Set down each entry below exactly as it stands.

> _Records for this task_
----

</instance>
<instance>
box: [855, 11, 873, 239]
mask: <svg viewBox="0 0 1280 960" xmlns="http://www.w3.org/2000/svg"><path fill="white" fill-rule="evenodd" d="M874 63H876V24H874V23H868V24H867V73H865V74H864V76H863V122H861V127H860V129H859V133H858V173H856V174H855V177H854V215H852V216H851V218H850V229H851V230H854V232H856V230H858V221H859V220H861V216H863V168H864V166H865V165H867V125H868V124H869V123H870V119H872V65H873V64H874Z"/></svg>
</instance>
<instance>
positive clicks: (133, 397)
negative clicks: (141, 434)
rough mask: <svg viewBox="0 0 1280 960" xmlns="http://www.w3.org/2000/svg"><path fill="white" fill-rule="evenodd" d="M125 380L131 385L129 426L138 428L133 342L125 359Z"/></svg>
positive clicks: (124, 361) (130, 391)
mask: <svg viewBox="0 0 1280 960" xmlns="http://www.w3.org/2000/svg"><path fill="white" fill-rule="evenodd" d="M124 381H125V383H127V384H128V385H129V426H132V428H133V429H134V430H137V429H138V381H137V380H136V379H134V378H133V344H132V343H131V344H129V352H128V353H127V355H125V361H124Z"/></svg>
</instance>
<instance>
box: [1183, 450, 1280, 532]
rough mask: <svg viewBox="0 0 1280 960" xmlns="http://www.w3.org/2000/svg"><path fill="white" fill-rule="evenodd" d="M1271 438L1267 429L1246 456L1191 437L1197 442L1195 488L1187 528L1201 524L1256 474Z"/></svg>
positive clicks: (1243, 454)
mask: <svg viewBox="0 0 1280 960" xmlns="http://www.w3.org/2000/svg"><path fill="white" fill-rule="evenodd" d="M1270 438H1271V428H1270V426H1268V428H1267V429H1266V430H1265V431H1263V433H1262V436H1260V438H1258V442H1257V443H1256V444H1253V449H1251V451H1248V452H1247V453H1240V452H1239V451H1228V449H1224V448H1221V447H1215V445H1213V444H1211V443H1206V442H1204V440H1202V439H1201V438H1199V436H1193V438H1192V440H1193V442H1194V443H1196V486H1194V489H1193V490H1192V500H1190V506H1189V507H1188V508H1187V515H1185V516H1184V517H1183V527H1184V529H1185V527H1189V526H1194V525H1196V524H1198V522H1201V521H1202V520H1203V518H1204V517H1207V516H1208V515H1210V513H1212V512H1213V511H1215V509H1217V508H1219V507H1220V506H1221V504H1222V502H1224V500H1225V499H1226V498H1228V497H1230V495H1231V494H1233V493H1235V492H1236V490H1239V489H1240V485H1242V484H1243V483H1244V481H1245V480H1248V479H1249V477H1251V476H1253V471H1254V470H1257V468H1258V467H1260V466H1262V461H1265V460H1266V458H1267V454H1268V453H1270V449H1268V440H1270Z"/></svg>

----

> _Output of the exercise_
</instance>
<instance>
box: [855, 11, 873, 239]
mask: <svg viewBox="0 0 1280 960" xmlns="http://www.w3.org/2000/svg"><path fill="white" fill-rule="evenodd" d="M874 63H876V24H874V23H868V24H867V73H865V74H864V76H863V122H861V127H860V129H859V133H858V173H856V174H855V177H854V215H852V216H851V218H850V229H851V230H854V232H856V230H858V221H859V220H861V216H863V168H864V166H865V165H867V125H868V124H869V123H870V119H872V65H873V64H874Z"/></svg>
</instance>
<instance>
positive clicks: (133, 397)
negative clicks: (141, 434)
rough mask: <svg viewBox="0 0 1280 960" xmlns="http://www.w3.org/2000/svg"><path fill="white" fill-rule="evenodd" d="M125 380L131 385L129 426L138 428L133 342L125 359Z"/></svg>
positive clicks: (124, 361) (130, 391)
mask: <svg viewBox="0 0 1280 960" xmlns="http://www.w3.org/2000/svg"><path fill="white" fill-rule="evenodd" d="M124 381H125V383H127V384H128V385H129V426H132V428H133V429H134V430H137V429H138V381H137V380H136V379H134V378H133V344H132V343H131V344H129V352H128V353H127V355H125V361H124Z"/></svg>
</instance>
<instance>
box: [1183, 450, 1280, 532]
rough mask: <svg viewBox="0 0 1280 960" xmlns="http://www.w3.org/2000/svg"><path fill="white" fill-rule="evenodd" d="M1271 438L1267 429L1246 456L1191 437L1197 442L1195 488L1187 528L1201 524L1256 474Z"/></svg>
positive clicks: (1243, 454)
mask: <svg viewBox="0 0 1280 960" xmlns="http://www.w3.org/2000/svg"><path fill="white" fill-rule="evenodd" d="M1270 438H1271V428H1270V426H1268V428H1267V429H1266V430H1265V431H1263V433H1262V436H1260V438H1258V442H1257V443H1256V444H1253V449H1251V451H1248V452H1247V453H1240V452H1239V451H1228V449H1224V448H1221V447H1215V445H1213V444H1211V443H1206V442H1204V440H1202V439H1201V438H1199V436H1193V438H1192V440H1193V442H1194V443H1196V486H1194V489H1193V490H1192V500H1190V506H1189V507H1188V508H1187V515H1185V516H1184V517H1183V527H1184V529H1185V527H1189V526H1194V525H1196V524H1198V522H1201V521H1202V520H1203V518H1204V517H1207V516H1208V515H1210V513H1212V512H1213V511H1215V509H1217V508H1219V507H1220V506H1221V504H1222V502H1224V500H1225V499H1226V498H1228V497H1230V495H1231V494H1233V493H1235V492H1236V490H1239V489H1240V485H1242V484H1243V483H1244V481H1245V480H1248V479H1249V477H1251V476H1253V471H1254V470H1257V468H1258V467H1260V466H1262V461H1265V460H1266V458H1267V454H1268V453H1270V449H1268V440H1270Z"/></svg>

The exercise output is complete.